= Your instructions =
In the entries below, how many lines hold the string "image"? Give only the number.

** Record set follows **

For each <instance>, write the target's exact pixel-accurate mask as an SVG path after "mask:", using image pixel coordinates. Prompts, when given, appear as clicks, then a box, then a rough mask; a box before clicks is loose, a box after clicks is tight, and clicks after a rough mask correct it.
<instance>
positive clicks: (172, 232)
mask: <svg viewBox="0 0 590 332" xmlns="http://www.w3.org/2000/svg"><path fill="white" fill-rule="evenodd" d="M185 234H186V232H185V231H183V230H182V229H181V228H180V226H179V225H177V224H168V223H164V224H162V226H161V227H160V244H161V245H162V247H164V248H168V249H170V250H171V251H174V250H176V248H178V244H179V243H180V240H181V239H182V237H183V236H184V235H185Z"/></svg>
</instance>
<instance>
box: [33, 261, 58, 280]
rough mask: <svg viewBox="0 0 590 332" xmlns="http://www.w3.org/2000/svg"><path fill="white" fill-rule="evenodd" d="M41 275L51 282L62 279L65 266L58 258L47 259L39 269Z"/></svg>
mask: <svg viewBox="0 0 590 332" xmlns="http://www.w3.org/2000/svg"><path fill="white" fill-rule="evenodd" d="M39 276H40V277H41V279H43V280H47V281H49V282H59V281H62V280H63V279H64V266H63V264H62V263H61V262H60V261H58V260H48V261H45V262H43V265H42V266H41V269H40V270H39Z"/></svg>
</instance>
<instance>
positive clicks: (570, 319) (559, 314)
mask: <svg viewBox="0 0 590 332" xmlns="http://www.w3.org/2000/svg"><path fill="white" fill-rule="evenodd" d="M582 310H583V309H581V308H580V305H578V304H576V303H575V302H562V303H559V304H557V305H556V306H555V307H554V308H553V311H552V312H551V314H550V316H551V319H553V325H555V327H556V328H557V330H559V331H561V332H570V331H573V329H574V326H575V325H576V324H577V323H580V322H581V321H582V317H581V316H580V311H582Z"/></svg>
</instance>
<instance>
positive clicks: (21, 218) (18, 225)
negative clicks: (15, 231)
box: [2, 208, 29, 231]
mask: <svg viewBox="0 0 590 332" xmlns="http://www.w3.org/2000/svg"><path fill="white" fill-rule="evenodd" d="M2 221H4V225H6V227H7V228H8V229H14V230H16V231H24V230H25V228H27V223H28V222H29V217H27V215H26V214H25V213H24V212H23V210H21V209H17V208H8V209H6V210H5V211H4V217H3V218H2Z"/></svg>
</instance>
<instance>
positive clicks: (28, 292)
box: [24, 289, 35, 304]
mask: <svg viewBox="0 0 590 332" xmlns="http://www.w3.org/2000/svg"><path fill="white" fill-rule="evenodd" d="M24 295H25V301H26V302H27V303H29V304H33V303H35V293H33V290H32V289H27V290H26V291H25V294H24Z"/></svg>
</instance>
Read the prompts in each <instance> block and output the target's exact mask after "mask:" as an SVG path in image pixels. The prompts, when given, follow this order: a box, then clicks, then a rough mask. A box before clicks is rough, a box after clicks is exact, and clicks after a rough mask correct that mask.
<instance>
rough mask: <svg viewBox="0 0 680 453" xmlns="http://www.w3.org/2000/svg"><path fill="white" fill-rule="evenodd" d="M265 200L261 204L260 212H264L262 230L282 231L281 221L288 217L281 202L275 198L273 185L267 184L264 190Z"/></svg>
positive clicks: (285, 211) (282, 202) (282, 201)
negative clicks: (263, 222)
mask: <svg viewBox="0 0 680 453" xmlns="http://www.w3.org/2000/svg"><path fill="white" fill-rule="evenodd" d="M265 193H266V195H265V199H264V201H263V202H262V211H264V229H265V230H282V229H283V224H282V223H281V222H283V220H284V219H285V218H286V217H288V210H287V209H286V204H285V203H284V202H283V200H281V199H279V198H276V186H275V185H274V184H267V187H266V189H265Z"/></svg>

** End of Record set **

= Response below =
2